**Input data:**
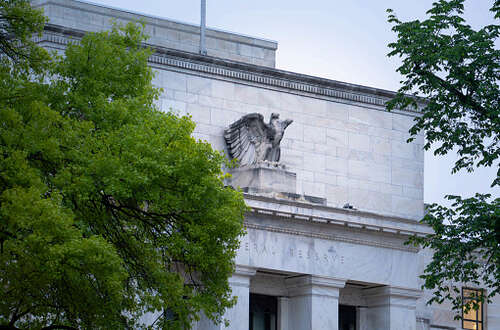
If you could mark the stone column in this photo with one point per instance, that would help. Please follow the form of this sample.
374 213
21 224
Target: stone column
283 313
238 316
314 302
391 308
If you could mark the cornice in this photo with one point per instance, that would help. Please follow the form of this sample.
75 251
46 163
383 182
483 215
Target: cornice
350 219
245 73
331 237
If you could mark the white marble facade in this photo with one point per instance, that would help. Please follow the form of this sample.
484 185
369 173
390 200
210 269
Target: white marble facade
344 148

**What this task involves:**
When a line above contains the string "would", copy that line.

**Your solution:**
If you could mark the stone column in this photo with one point per instance, that would help. Please follow the form of this sample.
If you could mark the cornice in this photo with one point per instance, that would help. Please follow the form of this sample.
If you could mark the white marble facade in this photo with one point per instance, that would help. Please follow the form of this sample.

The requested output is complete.